- _Challenge_
Please update the items starting at the line that contains "Find every instance of the metal guardrail" and ending at the line that contains "(1266, 373)", replacing "metal guardrail" with "steel barrier" and leaving all else unchanged. Give back only those lines.

- _Dataset records_
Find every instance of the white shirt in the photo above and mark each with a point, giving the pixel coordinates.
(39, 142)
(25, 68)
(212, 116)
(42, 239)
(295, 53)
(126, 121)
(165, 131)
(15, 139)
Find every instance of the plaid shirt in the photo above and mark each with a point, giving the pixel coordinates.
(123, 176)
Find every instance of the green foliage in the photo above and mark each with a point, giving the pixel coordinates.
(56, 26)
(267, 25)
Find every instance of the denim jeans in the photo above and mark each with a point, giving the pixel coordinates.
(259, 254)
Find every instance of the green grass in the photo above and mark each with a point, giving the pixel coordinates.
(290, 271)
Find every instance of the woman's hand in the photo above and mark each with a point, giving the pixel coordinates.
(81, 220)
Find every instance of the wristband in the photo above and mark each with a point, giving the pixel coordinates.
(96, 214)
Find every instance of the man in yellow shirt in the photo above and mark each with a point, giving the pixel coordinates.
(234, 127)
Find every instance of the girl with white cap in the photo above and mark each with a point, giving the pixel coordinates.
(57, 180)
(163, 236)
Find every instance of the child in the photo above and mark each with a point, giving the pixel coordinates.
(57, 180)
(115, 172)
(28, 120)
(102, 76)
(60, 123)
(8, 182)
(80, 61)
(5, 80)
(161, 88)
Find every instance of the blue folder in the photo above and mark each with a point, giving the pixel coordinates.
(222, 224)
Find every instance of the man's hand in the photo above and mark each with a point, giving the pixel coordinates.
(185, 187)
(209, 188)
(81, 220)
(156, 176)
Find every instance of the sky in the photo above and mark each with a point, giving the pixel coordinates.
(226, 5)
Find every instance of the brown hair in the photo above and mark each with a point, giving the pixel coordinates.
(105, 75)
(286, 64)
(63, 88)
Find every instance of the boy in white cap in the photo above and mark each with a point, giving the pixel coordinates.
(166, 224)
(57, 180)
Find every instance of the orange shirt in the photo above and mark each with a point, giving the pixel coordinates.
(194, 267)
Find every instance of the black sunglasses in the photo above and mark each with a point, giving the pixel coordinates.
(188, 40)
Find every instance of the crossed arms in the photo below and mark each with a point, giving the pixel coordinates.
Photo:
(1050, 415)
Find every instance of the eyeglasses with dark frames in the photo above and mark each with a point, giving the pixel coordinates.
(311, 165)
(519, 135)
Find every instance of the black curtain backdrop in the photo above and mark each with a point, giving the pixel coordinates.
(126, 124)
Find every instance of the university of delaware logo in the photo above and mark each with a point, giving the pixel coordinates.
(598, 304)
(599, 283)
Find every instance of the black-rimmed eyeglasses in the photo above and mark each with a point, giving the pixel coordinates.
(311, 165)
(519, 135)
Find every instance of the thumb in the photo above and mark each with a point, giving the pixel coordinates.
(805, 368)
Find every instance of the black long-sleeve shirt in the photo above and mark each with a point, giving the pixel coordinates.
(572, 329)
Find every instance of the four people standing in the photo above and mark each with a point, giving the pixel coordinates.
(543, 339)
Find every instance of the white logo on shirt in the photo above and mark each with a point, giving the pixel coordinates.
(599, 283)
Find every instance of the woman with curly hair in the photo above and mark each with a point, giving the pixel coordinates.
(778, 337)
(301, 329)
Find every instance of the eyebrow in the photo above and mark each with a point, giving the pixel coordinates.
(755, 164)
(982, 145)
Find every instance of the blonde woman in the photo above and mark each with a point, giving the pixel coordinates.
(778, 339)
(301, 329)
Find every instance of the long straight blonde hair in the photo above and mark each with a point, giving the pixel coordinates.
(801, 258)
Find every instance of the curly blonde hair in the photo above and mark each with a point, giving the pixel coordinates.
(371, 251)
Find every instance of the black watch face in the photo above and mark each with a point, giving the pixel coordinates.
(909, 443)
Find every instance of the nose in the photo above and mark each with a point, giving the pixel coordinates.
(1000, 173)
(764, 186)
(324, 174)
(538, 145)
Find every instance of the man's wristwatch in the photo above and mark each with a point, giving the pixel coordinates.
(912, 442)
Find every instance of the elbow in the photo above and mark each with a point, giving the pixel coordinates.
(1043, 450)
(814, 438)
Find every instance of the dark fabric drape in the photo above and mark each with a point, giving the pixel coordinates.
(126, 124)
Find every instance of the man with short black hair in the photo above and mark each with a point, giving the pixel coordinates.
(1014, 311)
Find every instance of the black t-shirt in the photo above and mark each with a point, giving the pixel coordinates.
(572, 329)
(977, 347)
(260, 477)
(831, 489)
---
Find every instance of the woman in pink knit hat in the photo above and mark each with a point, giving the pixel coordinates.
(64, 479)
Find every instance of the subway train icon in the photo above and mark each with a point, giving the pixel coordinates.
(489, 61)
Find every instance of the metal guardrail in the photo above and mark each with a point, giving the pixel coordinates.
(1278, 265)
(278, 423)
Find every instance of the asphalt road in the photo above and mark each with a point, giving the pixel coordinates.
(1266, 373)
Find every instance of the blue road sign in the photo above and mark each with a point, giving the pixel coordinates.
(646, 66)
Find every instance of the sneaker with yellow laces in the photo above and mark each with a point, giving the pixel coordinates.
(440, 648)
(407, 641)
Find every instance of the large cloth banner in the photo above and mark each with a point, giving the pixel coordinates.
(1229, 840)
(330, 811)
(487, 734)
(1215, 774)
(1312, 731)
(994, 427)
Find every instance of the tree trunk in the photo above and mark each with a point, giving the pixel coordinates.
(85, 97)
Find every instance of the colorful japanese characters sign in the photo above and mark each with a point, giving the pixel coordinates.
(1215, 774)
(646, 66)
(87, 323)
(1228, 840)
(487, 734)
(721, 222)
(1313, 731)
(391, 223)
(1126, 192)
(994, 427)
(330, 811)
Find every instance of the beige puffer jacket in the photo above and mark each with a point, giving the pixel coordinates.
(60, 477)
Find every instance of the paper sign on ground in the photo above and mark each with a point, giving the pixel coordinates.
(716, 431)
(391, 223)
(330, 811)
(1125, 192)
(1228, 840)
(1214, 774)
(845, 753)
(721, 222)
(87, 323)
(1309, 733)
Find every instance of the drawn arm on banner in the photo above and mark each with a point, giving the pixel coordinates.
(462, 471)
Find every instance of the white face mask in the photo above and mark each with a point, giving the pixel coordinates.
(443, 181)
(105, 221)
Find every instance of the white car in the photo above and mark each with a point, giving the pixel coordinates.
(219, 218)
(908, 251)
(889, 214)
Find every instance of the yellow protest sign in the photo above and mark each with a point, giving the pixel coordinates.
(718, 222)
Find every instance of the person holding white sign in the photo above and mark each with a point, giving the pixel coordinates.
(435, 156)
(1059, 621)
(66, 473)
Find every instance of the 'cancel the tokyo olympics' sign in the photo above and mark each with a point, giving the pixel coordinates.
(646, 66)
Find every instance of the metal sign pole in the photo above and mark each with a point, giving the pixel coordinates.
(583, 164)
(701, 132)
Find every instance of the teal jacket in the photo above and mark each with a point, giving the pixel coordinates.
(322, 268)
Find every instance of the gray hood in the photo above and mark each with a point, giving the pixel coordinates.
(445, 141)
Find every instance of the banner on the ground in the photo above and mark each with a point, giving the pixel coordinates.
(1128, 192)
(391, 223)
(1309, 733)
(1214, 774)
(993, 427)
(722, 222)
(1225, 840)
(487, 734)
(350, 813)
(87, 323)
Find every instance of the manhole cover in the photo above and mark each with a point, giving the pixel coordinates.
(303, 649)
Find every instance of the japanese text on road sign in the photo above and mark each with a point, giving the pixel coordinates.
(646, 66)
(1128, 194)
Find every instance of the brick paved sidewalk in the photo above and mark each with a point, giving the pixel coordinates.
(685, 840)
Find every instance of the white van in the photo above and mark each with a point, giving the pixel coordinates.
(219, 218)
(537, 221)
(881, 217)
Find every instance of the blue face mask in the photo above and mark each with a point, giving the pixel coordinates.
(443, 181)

- _Response below_
Find every instance of the steel barrier in the photo above and mark each with a point, giving the pixel coordinates.
(1278, 265)
(278, 423)
Find every instance of the asphalt road in the photo above and mark each with a point, giving the pixel coordinates.
(1266, 373)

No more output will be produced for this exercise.